WHAT YOU NEED TO DO:
Extract the passage of the Plug-in Integrator Pattern text from "Advantages of the" to "plug-in component afterward.", word for word.

Plug-in Integrator Pattern

The heart of the Plug-in Integrator Pattern is the configurator (the configuration file is shown in Figure 1), which contains the definition of the “Container” that needs to load components as a “plug-in component” with individual “initialization parameters” and a “message hookup” declaration of each plug-in components as shown in Figure 1.


Any component that needs to be plugged-in to the container should implement the plug-in interface exposed by the “Container”. Each plug-in component has its own implementation for “incoming message” and “outgoing message,”  but expose these messages with proper callback functions and message definitions so at runtime “message hookups” can be performed as described in the configurator. Moreover, the “incoming message” and “outgoing message” documentation should be done in the API level, which is a good programming practice anyway! After the configuration file is written, it depends on these public APIs to initialize and integrate the components.

Especially in Flex, making the container plug-in a generic interface like mx.Core.IUIComponent provides an open solution where any Flex container can be made to implement this pattern with ease to load and manage a hoard of different components at runtime.

Only one thing to note here is that the container has to be plug-in integration-enabled to make this pattern work and this can only be achieved when the integrator hookup is implemented to the container at compile time.

Advantages of the Plug-in Integrator Pattern
These are the direct advantages of using this pattern:
  • Provides runtime integration and dependency injection to maintain loosely coupled software components.
  • Provides an easy way to build new Flex applications by integrating already released tested components to cut down software development costs.
  • Doesn't really tie down developers with several interfaces to be implemented to use the pattern. For a container going with mx.core.IUIComponent interface, there is absolutely no overhead when using this pattern.
  • With this infrastructure it’s possible to build a fully functional enterprise system by integrating Flex components in the runtime by injecting dependencies.
  • This pattern is an architectural framework where the individual components can be written based on other frameworks but can be used as a plug-in component afterward.

(Image boundary labeling data)

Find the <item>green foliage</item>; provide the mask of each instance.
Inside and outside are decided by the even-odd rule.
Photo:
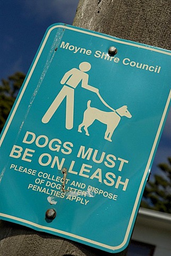
[[[171,157],[158,165],[161,174],[147,183],[141,206],[171,213]]]
[[[8,77],[2,79],[0,84],[0,132],[9,115],[19,90],[25,78],[25,75],[16,72]]]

EXERCISE RESULT:
Advantages of the Plug-in Integrator Pattern
These are the direct advantages of using this pattern:
  • Provides runtime integration and dependency injection to maintain loosely coupled software components.
  • Provides an easy way to build new Flex applications by integrating already released tested components to cut down software development costs.
  • Doesn't really tie down developers with several interfaces to be implemented to use the pattern. For a container going with mx.core.IUIComponent interface, there is absolutely no overhead when using this pattern.
  • With this infrastructure it’s possible to build a fully functional enterprise system by integrating Flex components in the runtime by injecting dependencies.
  • This pattern is an architectural framework where the individual components can be written based on other frameworks but can be used as a plug-in component afterward.